Om wie je bent gaat over Benjamin. Gaat over Aaltje. Gaat over haar ouders. Levens raken genadeloos verstrikt met elkaar. Een boek dat gaat over vasthouden en leren loslaten. Over betrokkenheid en diepe loyaliteit aan elkaar. Over liefde die de boventoon voert. Over wilskracht, doorzettingsvermogen. Benjamin komt in 1990 ter wereld in het muzikale gezin van Van Zweden. Al snel voelt moeder Aaltje aan dat er iets mis is met haar zoon, derde kind in een rij van vier. Wanneer de diagnose autisme en een verstandelijke beperking uiteindelijk gesteld wordt, is dat uiteraard in eerste instantie een forse klap. De weg naar therapieën, allerlei ‘peuten en logen’ is hiermee gebaand. Het hebben van een kind met een handicap heeft voor het gezin Van Zweden enorme impact. Het zet relaties onder druk. Spanningen nemen toe. Aaltje stapt naar psychiater Jan Foudraine. Ze werd overvallen door hem toen hij zei: ‘Zo, en nu zullen we het om te beginnen maar eens over jou hebben.’ “Door de intensieve gesprekken kreeg ik inzicht in mijn eigen verleden, leerde ik het meisje kennen dat ik ooit was en mijn verleden accepteren.’ Benjamin gaf haar de kracht, zo kwam ze tijdens het schrijfproces van dit boek te weten. Een intensieve weg door het land en het oerwoud van de therapie volgt. Zoveel vrijwilligers die zich vol passie inzetten voor Benjamin, met grote positieve gevolgen. Aaltje die het Papageno Huis heeft opgericht, het krijgt allemaal een fraaie plaats in dit mooie boek.

 Om wie je bent is een boek dat de lezer door diepe dalen doet gaan, maar je ook brengt op grote, succesvolle hoogtes. Een boek dat een happy end kent, maar wel via omwegen je daar brengt. Verleden en heden worden prachtig, rauw en soms emotioneel beschreven. Dit boek boeit van begin tot eind door de prettige schrijftrant van de auteur. Mooie familiefoto’s verluchtigen de ernst van het verhaal.
==*==
[UIT TE VOEREN OPDRACHTEN]:
1. Geef bij elk van de volgende beweringen aan of die klopt met de leestekst, met ja of nee en de woorden uit de leestekst die de doorslag geven, letterlijk geciteerd: (a) Benjamin is het oudste kind van het gezin; (b) Aaltje heeft het Papageno Huis opgericht; (c) Benjamin werd in 1990 geboren.
2. Schrijf het deel van de leestekst van "Om wie je bent is" tot en met "van het verhaal." letterlijk over.
Voor geen enkele opdracht zijn de vermeldingen nodig.

[GEËXTRAHEERDE VERMELDINGEN]:
==*==
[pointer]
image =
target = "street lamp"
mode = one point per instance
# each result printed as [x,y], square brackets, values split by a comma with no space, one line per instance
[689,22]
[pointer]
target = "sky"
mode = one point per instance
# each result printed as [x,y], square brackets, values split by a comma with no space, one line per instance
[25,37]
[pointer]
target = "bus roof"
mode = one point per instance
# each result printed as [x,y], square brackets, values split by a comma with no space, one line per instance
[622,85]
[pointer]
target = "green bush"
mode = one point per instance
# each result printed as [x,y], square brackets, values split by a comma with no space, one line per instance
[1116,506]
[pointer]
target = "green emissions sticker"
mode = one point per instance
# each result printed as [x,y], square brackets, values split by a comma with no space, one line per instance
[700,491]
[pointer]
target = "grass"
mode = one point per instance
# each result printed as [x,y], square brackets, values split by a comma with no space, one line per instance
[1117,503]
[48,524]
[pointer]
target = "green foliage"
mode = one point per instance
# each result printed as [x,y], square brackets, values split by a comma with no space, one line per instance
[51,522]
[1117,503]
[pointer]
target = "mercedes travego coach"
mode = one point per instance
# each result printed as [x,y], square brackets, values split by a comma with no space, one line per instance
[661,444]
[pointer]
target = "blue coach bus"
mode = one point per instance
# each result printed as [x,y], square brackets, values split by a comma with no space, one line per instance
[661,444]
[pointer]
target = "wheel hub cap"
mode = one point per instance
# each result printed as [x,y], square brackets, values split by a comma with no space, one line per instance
==*==
[VERWACHTE UITVOER]:
1.
(a) Nee: "derde kind in een rij van vier"
(b) Ja: "Aaltje die het Papageno Huis heeft opgericht"
(c) Ja: "Benjamin komt in 1990 ter wereld"

2.
Om wie je bent is een boek dat de lezer door diepe dalen doet gaan, maar je ook brengt op grote, succesvolle hoogtes. Een boek dat een happy end kent, maar wel via omwegen je daar brengt. Verleden en heden worden prachtig, rauw en soms emotioneel beschreven. Dit boek boeit van begin tot eind door de prettige schrijftrant van de auteur. Mooie familiefoto’s verluchtigen de ernst van het verhaal.